SHORT TASK: Which lines in the entries below contain the word "hair"? Pull out every such line, matching case exactly.

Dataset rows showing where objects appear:

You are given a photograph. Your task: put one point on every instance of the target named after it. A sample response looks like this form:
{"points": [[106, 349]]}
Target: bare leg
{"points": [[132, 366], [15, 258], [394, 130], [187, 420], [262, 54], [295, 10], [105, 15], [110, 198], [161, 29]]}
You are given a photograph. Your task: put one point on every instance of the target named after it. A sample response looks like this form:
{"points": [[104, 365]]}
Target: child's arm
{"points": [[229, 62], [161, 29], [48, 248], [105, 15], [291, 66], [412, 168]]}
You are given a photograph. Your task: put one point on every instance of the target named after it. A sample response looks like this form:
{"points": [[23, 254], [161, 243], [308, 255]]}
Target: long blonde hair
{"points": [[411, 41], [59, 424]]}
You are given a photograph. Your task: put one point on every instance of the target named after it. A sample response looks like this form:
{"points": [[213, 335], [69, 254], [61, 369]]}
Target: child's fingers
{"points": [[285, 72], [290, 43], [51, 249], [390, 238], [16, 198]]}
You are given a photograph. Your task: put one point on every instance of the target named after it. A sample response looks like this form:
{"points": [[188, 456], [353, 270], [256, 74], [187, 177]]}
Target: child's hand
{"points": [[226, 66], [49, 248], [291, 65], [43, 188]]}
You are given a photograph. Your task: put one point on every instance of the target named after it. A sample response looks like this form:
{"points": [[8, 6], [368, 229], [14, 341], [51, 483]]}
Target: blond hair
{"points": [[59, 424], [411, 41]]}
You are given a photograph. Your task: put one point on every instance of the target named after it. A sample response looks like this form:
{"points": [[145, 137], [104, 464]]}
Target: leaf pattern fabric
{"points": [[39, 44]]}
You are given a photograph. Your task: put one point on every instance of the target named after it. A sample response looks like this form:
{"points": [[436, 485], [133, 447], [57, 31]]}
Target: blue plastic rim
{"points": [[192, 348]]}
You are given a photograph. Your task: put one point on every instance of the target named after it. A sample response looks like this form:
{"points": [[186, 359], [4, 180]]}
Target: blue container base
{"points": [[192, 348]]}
---
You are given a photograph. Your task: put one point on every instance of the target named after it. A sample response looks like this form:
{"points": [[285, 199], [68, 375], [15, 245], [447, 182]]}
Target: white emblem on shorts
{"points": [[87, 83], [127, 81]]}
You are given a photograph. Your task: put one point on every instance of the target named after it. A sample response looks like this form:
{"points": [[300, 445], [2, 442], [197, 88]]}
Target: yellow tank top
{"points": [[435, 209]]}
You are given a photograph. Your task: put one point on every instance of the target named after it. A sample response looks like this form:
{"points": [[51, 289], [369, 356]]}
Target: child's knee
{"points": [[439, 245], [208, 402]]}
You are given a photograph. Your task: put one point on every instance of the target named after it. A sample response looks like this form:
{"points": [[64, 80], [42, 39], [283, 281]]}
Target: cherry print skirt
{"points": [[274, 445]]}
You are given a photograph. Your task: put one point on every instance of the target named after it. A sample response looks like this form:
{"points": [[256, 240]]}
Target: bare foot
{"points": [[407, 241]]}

ANSWER BELOW:
Target: long blonde hair
Target: blond hair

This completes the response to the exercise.